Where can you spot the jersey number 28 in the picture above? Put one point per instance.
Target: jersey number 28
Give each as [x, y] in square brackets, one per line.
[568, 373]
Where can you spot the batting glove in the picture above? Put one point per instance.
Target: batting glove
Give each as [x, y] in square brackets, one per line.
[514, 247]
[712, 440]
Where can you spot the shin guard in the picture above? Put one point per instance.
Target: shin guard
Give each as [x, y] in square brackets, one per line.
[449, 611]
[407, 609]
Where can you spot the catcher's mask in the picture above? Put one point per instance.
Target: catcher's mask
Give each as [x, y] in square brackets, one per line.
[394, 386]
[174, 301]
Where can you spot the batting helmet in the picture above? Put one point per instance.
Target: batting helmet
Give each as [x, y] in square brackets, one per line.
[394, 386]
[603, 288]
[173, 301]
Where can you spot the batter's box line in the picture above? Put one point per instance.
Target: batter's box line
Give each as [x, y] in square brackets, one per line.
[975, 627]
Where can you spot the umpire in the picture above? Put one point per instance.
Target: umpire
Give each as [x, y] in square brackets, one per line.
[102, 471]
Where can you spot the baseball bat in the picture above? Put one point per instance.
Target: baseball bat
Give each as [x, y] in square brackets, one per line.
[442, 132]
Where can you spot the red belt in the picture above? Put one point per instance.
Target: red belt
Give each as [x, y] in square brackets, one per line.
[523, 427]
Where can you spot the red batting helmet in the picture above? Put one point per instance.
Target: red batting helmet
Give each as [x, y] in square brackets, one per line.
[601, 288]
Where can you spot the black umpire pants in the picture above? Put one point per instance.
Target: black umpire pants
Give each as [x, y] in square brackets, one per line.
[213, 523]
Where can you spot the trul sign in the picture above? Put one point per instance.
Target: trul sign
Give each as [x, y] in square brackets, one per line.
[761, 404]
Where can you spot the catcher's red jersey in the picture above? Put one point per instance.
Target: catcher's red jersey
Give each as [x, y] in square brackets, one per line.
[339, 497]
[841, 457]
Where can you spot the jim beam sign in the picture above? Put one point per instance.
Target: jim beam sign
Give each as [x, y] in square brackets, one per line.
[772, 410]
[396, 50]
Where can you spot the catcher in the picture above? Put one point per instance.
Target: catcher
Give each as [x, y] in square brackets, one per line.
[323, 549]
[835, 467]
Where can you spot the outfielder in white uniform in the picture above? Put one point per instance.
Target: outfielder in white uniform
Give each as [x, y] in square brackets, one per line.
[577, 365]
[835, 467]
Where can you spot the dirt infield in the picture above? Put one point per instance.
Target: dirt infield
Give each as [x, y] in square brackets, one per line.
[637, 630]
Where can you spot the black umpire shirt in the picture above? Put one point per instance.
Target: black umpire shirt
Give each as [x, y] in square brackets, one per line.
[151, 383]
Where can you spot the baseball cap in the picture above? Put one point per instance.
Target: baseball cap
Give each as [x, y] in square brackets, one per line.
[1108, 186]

***

All lines from the one with "Target: red batting helmet" through the final line above are to be quoted exactly; quote no other line.

Target: red batting helmet
Give each as [x, y] in square brackets, one per line.
[601, 288]
Where can you spot the black umpire pants in the picture above? Put one point per instance.
Target: black umpire pants
Give each as [x, y] in square brackets, one per line.
[213, 523]
Where can you spot the trul sign in the picture above? Put one point per instance.
Target: trul sign
Give each as [x, y] in square brackets, one per line.
[761, 404]
Where can you spot the catcher's red jersey in the picture above? Put one point per instance.
Target: catcher's red jersey
Give each as [x, y] in square brackets, one per line.
[339, 497]
[841, 457]
Where can you spot the jim beam sign in the picture above? Put one point per instance.
Target: jim beam sign
Give each as [x, y] in square brackets, one per line.
[772, 410]
[396, 50]
Where can you spot the catcher in the picture above? Put one point per instance.
Target: catcher
Give each as [x, y] in square brackets, one per line.
[323, 549]
[835, 467]
Where can you spot the outfielder in white uniform in the picture above? Put one point per instance.
Target: outfielder in white uniform
Give each as [x, y] in square brackets, one per line.
[577, 365]
[835, 467]
Where can you spot the dirt infield in the picture above? Put one point per instance.
Target: dirt infield
Give each as [x, y] in square brackets, one per line.
[637, 630]
Where can you spot the black umpire shirt in the picture above? Put one point per instance.
Target: black umpire shirt
Give each as [x, y] in square brackets, one per line.
[151, 383]
Where can you spot the baseball cap in the picture above? Put one point per instance.
Target: baseball cap
Give each as [x, y] in square brackets, one per line.
[1108, 186]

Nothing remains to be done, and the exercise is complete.